---- SOURCE DATA

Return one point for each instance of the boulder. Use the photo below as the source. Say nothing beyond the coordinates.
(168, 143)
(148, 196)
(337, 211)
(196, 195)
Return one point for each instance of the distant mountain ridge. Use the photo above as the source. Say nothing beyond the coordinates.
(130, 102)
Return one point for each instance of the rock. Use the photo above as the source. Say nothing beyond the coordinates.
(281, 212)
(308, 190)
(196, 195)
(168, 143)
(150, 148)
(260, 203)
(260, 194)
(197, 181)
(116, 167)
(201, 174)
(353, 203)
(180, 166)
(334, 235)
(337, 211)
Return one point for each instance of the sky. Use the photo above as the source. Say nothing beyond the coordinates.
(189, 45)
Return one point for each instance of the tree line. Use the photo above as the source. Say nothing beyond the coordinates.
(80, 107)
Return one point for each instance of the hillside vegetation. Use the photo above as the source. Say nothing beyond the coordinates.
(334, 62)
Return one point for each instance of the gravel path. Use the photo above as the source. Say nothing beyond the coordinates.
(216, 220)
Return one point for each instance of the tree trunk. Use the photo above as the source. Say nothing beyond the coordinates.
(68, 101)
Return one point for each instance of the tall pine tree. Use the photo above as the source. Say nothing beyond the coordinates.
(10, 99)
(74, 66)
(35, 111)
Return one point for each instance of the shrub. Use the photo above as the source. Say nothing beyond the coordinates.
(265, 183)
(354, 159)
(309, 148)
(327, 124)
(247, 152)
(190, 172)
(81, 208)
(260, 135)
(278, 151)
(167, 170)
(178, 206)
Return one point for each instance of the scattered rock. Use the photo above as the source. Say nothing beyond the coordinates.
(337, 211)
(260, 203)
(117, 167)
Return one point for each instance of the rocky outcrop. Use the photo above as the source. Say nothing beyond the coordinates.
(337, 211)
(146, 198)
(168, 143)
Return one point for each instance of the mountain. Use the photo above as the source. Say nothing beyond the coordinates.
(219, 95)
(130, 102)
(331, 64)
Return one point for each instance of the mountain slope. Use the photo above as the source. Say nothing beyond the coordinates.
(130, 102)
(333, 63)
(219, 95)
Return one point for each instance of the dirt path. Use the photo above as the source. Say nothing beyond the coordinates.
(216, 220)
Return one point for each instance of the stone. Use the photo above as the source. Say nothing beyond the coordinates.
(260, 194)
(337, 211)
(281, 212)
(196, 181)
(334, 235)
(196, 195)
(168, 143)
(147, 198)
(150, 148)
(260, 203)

--------

# ASSIGNED TASK
Copy out exactly the lines that run from the one holding "Return one point for each instance of the tall" through the end of the data above.

# YOUR RESPONSE
Return one point for each instance of the tall pine tree. Use the photo above as the source. Say nothing beyond the coordinates.
(10, 99)
(74, 66)
(35, 111)
Return one point for each instance of the shrub. Use the photo above as the source. Say nothing beyond the coordinates.
(265, 183)
(354, 159)
(309, 148)
(327, 124)
(247, 152)
(190, 172)
(81, 208)
(260, 135)
(278, 151)
(167, 170)
(178, 206)
Return one point for each instance of the scattered rock. Use the photo above as the source. Say nothing beyond the coordinates.
(337, 211)
(260, 203)
(117, 167)
Return one point for each instance of the rocky outcrop. Use the photo above as the source. Say nothing beyond the coordinates.
(337, 211)
(146, 198)
(168, 143)
Return one point for each instance of the mountain. Use the photo above as the source. Say nothing beyond the coordinates.
(219, 95)
(130, 102)
(331, 64)
Return one point for each instance of the mountain slope. Use the photo above as the source. Say nothing beyond the coordinates.
(130, 102)
(333, 63)
(219, 95)
Return one point for each instance of the dirt path. Use the photo above as the source. Say nothing beyond the coordinates.
(216, 220)
Return one point for each instance of the stone. Use the photo above as the source. Say nothing beyond the coordinates.
(260, 194)
(337, 211)
(281, 212)
(196, 181)
(334, 235)
(196, 195)
(168, 143)
(147, 198)
(150, 148)
(260, 203)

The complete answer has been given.